Management and treatment in TTC7A-deficiency patients with VEOIBD-MIA-CID

Introduction: Multiple intestinal atresia with combined immune deficiency (MIA-CID) is a rare autosomal recessive disorder. MIA-CID can also be combined with inflammatory bowel disease IBD (VEO-MIA-CID)
Case Report: a male in the first weeks of his life, he presented growth delay and feeding intolerance; urinary infection was suspected and treated with antibiotics.
At the age of three months, he developed bloody diarrhea in addition to growth delay and feeding intolerance. A high digestive endoscopy was performed with diagnoses of esophageal and rectum stenosis with friable and swollen mucosa. The patient’s clinical course was complicated by multiple episodes of sepsis caused by central lines or intestinal bacteria, such as Enterobacter cloacae and Klebsiella pneumoniae.
Immunological assessment showed severe hypogammaglobulinemia with normal lymphocyte subset and proliferation assay.
The colonic histology revealed erosive active chronic rectitis, caliciform cells depletion, glandular distortion/atrophy, leading to the diagnosis of very early onset inflammatory bowel disease (VEO-IBD), suggestive of Crohn’s type inflammatory disease.
Immediately tacrolimus was began with stable course of inflammatory disease in the follow control, 8 weeks later. He continuous with total parenteral nutrition and subcutaneous immunoglobulin replacement.
Genetic analysis confirmed a heterozygous C.1576C>T (p.Gln526*) mutation in the TTC7A gene, compatible with multiple intestinal atresia with inflammatory bowel disease and primary immunodeficiency (MIA-IBD-PID) syndrome.
Currently he is with Leflunamide treatment.
Discussion: the advent of next-generation sequencing has led to an improved recognition of single gene defects underlying some cases of inflammatory bowel disease. This case represent the relevance in molecular diagnosis to target treatment in VEO IBD.

*Dataset extract*.
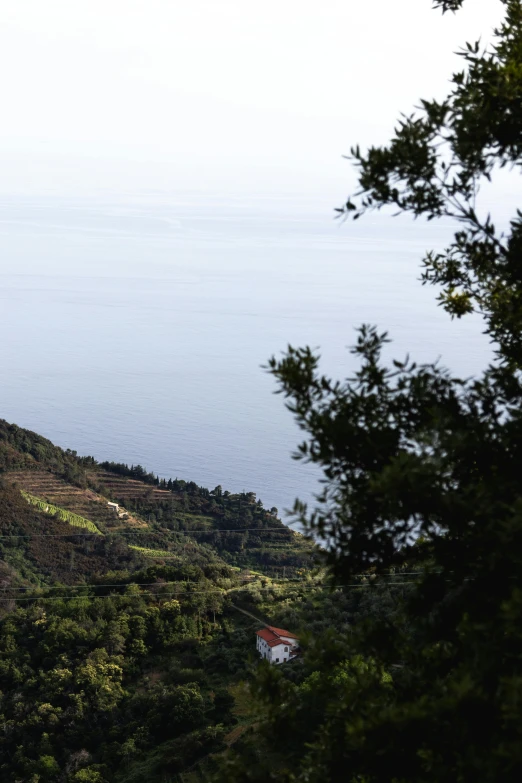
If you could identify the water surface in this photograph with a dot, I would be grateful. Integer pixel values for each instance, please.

*Exercise details*. Please state what the immunological assessment showed in the TTC7A-deficiency case report.

*Exercise solution*. It showed severe hypogammaglobulinemia with a normal lymphocyte subset and proliferation assay.